● **Task to complete**
Copy every line of the material below word for word, leaving out the picture.

BEGIN Dataset entries

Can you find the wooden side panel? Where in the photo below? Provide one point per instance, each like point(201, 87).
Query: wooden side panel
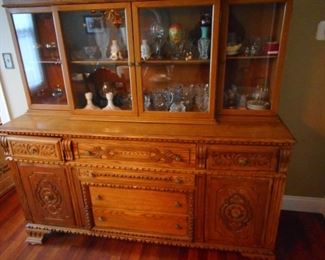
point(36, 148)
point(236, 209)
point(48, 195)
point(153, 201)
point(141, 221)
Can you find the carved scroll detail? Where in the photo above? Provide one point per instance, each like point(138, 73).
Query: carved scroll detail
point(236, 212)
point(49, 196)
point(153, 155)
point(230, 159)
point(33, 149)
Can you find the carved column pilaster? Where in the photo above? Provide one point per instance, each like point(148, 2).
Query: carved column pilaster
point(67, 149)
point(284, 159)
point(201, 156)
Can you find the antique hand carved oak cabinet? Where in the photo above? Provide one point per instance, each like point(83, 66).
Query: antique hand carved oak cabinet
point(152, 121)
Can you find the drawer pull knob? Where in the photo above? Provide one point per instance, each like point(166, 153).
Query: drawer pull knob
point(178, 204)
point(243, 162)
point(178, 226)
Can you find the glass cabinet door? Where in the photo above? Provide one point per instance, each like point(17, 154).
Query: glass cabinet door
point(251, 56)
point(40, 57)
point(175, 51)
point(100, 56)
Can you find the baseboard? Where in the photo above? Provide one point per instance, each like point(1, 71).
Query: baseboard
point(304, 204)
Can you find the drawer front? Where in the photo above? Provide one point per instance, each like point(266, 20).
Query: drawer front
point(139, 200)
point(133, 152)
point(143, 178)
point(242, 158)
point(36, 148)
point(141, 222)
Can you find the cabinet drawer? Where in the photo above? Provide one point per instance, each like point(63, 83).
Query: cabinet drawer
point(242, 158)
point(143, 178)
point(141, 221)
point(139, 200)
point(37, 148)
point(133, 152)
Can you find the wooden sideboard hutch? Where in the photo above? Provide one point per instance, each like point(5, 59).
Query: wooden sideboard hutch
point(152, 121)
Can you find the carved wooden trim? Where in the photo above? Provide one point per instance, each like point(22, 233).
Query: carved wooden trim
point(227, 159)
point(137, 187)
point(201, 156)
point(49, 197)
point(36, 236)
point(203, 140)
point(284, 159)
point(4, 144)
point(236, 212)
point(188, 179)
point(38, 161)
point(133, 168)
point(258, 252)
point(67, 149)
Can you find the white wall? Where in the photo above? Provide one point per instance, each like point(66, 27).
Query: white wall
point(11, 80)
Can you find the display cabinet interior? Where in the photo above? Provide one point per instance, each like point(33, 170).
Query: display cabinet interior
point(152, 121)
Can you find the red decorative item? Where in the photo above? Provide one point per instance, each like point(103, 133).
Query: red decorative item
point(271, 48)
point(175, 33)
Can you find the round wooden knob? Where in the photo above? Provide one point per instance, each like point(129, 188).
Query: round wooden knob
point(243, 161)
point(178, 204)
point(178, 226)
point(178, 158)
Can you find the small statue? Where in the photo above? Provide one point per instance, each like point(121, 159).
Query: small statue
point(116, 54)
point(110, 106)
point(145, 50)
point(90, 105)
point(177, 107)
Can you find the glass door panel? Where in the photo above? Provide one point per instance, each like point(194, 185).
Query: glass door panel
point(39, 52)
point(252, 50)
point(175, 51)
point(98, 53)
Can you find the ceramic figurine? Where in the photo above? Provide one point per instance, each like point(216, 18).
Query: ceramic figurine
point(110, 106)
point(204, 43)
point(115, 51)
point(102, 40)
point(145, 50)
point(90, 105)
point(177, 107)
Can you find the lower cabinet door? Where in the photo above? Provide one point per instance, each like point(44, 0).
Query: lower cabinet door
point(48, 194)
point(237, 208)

END Dataset entries

● **Output of the exercise**
Can you find the wooden side panel? Where in the photo below? Provide one point per instance, each like point(201, 87).
Query: wooden side panel
point(36, 148)
point(236, 209)
point(48, 195)
point(153, 201)
point(141, 221)
Can you find the carved scroll detail? Where in the photo above? Provide one point per instance, each like point(138, 73).
Query: carved scroll detail
point(236, 212)
point(49, 196)
point(153, 155)
point(230, 159)
point(33, 149)
Can you find the carved column pilaster? Where in the photo above? Provide one point per instance, each like point(148, 2).
Query: carved column pilaster
point(67, 149)
point(284, 159)
point(201, 156)
Can you find the antique hand carved oak cabinet? Where in the photo above? Provide one point per instance, each like point(83, 66).
Query: antique hand carved oak cabinet
point(152, 121)
Can you find the drawer pull knob? Where in the photo above? Provide one point per instance, each like point(166, 153).
Query: drawer pull knob
point(178, 204)
point(243, 162)
point(178, 226)
Can you find the glass cabinet door? Where in the photo above? Provide one point per instance, each like point(17, 154).
Query: glass cabinet door
point(251, 56)
point(40, 57)
point(175, 51)
point(100, 56)
Can you find the baseboard? Where in the photo above? Provide one point per instance, each like point(1, 71).
Query: baseboard
point(304, 204)
Can you find the drawer front? Where in the photo above? Provide one point per instance, each like point(266, 20).
Query: drawer front
point(139, 200)
point(133, 152)
point(143, 178)
point(242, 158)
point(36, 148)
point(141, 222)
Can you find the cabinet drawer? Where in the photo above? Provide one point per instance, each like point(63, 83).
Query: cabinet drawer
point(242, 158)
point(143, 178)
point(141, 221)
point(139, 200)
point(37, 148)
point(133, 152)
Can you find the wooden sideboard hutch? Where in the photo above? Provide one point per instance, each like point(5, 59).
Query: wooden sideboard hutch
point(152, 121)
Can you find the carved wooden trim? Where in the photo above? Provide one point per instance, each like point(22, 233).
Query: carved wooden trim
point(227, 159)
point(137, 187)
point(201, 156)
point(49, 197)
point(36, 236)
point(203, 140)
point(284, 159)
point(4, 144)
point(236, 212)
point(188, 179)
point(38, 161)
point(133, 168)
point(258, 252)
point(67, 149)
Can you find the white wall? Where in the photo above? Provide one point per instance, each like point(66, 27).
Query: white wall
point(11, 80)
Can you find the display cabinet interior? Where in the photo above? Provide one point per instance, each like point(33, 170).
Query: display cabinet interior
point(152, 121)
Can you find the red decorative item? Where in the photo above? Provide one point per instance, each like point(103, 133).
Query: red decorative item
point(271, 48)
point(175, 33)
Can you find the round wooden knob? Where in the photo above? Provide one point per instance, each like point(129, 188).
Query: round wooden knob
point(243, 161)
point(178, 204)
point(178, 226)
point(178, 158)
Can you find the small statue? Where in the photo above? Provide one point per instance, each like point(121, 159).
Query: small statue
point(116, 54)
point(110, 106)
point(145, 50)
point(90, 105)
point(177, 107)
Can you find the glass door panel? Where in the photo above? Provide one point per instance, each like point(194, 185).
Query: glass door panel
point(39, 52)
point(252, 50)
point(175, 51)
point(98, 53)
Can you find the ceramic figurine? Where in the photo above? Provide one point per instance, each like point(216, 18).
Query: ceramic figurine
point(110, 106)
point(204, 43)
point(115, 51)
point(102, 40)
point(145, 50)
point(90, 105)
point(177, 107)
Can you find the lower cabinet door? Where in the photo above? Provide one point per instance, each like point(44, 0).
Query: lower cabinet door
point(48, 194)
point(237, 208)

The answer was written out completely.